REQUIREMENT:
Write out again, exactly as they appear, the lines from the start of the data below through the line with "point(211, 294)"; no pictures.

Saved entries:
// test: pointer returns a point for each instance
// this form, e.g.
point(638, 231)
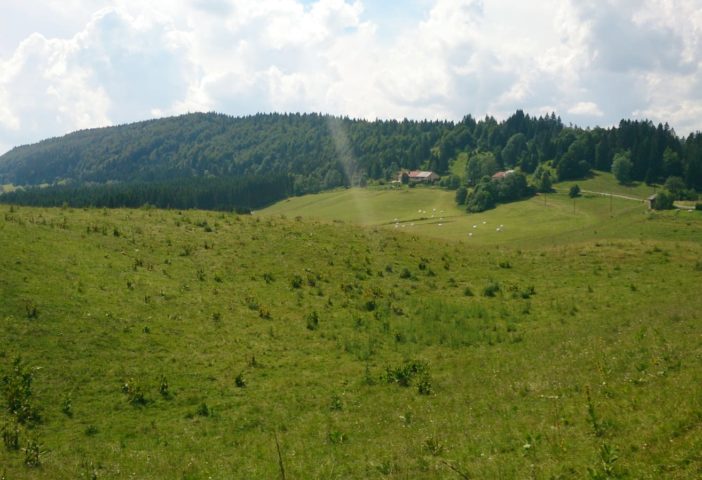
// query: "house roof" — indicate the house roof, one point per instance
point(420, 174)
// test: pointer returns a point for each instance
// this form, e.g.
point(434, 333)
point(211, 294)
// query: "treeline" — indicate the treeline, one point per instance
point(221, 193)
point(321, 152)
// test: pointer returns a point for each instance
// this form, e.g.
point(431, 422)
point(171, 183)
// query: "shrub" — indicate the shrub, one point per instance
point(405, 374)
point(135, 396)
point(313, 321)
point(424, 387)
point(336, 404)
point(67, 406)
point(164, 388)
point(17, 390)
point(491, 289)
point(10, 435)
point(31, 453)
point(296, 281)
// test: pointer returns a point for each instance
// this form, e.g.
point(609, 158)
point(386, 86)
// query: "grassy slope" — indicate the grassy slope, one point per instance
point(545, 219)
point(605, 182)
point(615, 314)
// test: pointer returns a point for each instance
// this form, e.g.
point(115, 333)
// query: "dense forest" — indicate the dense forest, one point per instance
point(219, 193)
point(318, 152)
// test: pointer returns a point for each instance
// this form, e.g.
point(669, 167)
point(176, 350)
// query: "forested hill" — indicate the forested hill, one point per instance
point(319, 151)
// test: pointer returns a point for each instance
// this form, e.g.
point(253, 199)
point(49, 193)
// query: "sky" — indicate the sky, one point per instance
point(74, 64)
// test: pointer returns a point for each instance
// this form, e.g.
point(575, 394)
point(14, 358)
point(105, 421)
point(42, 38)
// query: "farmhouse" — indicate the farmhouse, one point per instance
point(501, 175)
point(417, 176)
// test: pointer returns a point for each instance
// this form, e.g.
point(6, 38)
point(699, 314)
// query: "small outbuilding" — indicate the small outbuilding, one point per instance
point(419, 176)
point(502, 175)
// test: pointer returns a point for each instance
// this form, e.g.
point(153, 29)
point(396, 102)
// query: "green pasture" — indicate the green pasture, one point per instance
point(169, 344)
point(429, 212)
point(605, 182)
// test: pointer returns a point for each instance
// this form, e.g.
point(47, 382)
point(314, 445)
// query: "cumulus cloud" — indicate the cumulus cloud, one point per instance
point(590, 61)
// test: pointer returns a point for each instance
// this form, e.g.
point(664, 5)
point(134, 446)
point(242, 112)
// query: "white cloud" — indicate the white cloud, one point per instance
point(586, 108)
point(126, 60)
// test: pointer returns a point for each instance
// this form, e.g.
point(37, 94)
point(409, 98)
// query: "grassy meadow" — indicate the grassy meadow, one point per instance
point(322, 338)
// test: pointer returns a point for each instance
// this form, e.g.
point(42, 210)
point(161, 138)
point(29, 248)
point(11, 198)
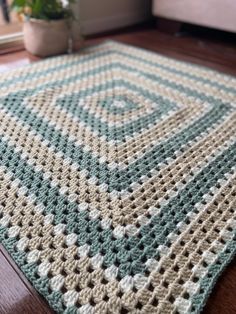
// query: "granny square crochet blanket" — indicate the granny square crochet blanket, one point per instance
point(118, 180)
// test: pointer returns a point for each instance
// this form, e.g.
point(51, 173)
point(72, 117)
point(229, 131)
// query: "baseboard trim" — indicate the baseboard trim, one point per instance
point(96, 26)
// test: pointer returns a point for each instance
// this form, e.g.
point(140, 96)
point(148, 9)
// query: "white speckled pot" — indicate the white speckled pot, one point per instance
point(46, 38)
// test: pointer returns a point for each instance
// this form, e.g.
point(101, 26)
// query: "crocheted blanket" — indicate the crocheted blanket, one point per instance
point(118, 179)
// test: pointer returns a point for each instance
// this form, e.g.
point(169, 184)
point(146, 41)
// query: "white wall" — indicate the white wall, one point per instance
point(103, 15)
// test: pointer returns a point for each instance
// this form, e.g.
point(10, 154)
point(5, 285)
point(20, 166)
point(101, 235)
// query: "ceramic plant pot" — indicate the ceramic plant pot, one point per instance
point(46, 38)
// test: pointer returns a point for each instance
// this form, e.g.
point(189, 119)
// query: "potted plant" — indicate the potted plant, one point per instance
point(46, 25)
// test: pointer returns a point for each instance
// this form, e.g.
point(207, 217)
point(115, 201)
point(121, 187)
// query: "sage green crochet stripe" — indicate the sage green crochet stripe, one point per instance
point(118, 180)
point(107, 103)
point(122, 82)
point(121, 53)
point(178, 207)
point(15, 101)
point(55, 298)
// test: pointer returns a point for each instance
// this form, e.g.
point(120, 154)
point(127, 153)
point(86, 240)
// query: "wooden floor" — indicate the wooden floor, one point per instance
point(214, 50)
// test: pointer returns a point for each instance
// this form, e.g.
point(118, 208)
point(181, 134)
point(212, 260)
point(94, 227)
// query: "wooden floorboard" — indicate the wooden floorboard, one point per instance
point(16, 293)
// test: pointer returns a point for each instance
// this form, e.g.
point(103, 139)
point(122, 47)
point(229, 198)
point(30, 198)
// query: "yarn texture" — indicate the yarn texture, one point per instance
point(118, 179)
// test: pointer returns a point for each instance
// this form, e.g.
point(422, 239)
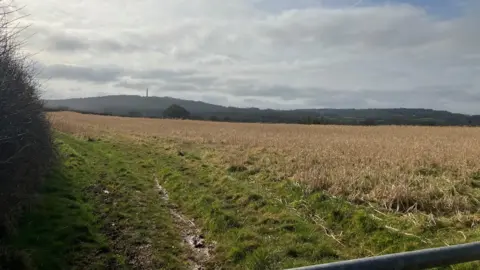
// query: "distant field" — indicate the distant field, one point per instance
point(432, 169)
point(262, 196)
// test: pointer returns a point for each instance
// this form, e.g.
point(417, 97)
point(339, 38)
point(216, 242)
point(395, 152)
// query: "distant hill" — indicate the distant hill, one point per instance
point(125, 105)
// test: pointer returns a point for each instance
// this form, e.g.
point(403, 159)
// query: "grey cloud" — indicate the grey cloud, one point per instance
point(134, 85)
point(78, 73)
point(65, 43)
point(162, 74)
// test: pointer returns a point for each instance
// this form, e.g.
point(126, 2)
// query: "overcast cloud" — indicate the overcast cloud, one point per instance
point(266, 53)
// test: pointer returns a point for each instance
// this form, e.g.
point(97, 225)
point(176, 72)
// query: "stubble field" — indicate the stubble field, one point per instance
point(133, 193)
point(430, 169)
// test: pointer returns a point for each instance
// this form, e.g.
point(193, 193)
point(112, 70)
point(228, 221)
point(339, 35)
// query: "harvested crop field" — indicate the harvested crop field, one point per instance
point(431, 169)
point(178, 194)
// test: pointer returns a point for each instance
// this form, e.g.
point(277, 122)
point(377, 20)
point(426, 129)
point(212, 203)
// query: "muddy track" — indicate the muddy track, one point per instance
point(191, 234)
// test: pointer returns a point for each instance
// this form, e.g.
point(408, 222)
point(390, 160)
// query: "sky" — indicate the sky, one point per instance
point(280, 54)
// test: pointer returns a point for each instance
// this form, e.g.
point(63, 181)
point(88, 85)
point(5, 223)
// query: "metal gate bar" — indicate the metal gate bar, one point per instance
point(419, 259)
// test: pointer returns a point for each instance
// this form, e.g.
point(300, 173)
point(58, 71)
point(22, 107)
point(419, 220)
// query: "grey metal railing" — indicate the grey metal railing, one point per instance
point(419, 259)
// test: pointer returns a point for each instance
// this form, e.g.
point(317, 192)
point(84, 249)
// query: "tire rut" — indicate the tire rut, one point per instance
point(191, 235)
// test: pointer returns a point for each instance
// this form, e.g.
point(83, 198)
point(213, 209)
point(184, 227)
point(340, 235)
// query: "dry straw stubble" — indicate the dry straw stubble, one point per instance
point(431, 169)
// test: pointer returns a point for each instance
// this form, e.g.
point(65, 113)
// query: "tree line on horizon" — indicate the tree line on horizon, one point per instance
point(420, 117)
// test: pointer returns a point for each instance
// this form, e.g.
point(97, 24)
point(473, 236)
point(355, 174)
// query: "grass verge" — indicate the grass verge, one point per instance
point(94, 212)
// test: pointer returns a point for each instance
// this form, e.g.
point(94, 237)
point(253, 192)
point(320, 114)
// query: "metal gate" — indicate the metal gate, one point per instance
point(419, 259)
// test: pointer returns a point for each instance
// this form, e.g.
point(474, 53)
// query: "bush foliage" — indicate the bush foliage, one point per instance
point(26, 146)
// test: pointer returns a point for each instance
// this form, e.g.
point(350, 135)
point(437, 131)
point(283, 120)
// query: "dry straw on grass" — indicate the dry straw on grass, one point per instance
point(431, 169)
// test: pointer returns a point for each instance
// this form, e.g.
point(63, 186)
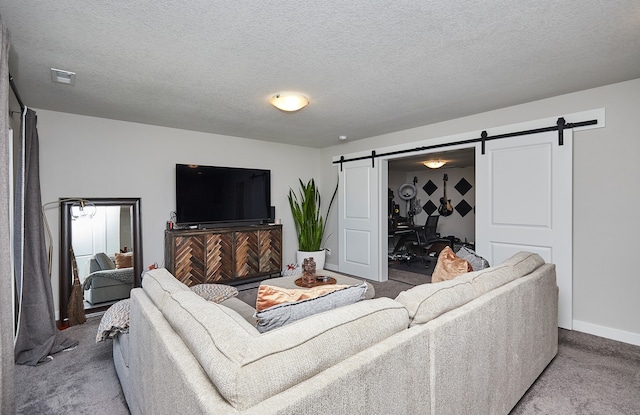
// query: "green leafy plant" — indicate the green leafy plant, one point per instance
point(307, 216)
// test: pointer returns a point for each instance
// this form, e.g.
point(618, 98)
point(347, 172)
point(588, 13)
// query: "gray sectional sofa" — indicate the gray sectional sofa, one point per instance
point(471, 345)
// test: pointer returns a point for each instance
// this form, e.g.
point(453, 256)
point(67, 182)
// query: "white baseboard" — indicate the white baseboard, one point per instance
point(607, 332)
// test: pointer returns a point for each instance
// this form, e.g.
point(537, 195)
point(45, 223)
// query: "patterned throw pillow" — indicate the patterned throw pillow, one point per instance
point(104, 262)
point(268, 296)
point(476, 261)
point(215, 292)
point(114, 321)
point(124, 260)
point(449, 266)
point(282, 314)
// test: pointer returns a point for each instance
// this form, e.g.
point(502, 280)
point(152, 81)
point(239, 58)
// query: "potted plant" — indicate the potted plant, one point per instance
point(309, 222)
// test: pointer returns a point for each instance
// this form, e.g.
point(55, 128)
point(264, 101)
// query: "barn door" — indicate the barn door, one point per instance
point(524, 203)
point(359, 219)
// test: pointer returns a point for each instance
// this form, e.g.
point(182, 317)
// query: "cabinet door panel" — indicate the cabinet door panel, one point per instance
point(219, 259)
point(189, 259)
point(247, 259)
point(270, 250)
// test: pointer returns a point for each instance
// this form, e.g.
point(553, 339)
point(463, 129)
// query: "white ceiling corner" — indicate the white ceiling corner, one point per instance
point(368, 67)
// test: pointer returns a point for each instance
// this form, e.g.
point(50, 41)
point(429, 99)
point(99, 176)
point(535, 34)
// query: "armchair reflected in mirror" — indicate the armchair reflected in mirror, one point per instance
point(106, 237)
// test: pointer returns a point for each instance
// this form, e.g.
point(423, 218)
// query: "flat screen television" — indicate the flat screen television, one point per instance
point(212, 195)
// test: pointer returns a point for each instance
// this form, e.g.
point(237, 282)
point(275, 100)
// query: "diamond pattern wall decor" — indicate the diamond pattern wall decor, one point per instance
point(430, 187)
point(463, 208)
point(429, 207)
point(463, 186)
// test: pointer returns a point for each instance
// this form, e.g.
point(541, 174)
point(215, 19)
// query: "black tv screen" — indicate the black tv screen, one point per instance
point(210, 194)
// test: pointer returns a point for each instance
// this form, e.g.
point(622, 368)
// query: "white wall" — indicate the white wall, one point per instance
point(95, 157)
point(606, 197)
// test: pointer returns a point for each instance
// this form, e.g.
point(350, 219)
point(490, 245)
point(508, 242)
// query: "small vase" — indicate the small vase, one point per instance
point(318, 257)
point(309, 271)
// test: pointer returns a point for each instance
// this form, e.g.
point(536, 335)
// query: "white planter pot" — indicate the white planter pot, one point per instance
point(318, 257)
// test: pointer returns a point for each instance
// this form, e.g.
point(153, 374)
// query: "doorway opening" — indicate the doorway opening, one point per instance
point(445, 195)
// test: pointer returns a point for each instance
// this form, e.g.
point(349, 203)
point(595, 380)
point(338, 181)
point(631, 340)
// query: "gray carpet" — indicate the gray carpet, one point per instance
point(79, 381)
point(590, 375)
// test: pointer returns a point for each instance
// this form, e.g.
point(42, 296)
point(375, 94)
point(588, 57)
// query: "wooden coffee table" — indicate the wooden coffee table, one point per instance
point(340, 279)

PROBLEM SOLUTION:
// test: pointer returns a point for each instance
// this form, e.g.
point(638, 231)
// query: "house roof" — indicate the house roof, one point per instance
point(420, 174)
// test: pointer returns a point for each instance
// this form, e.g.
point(434, 333)
point(211, 294)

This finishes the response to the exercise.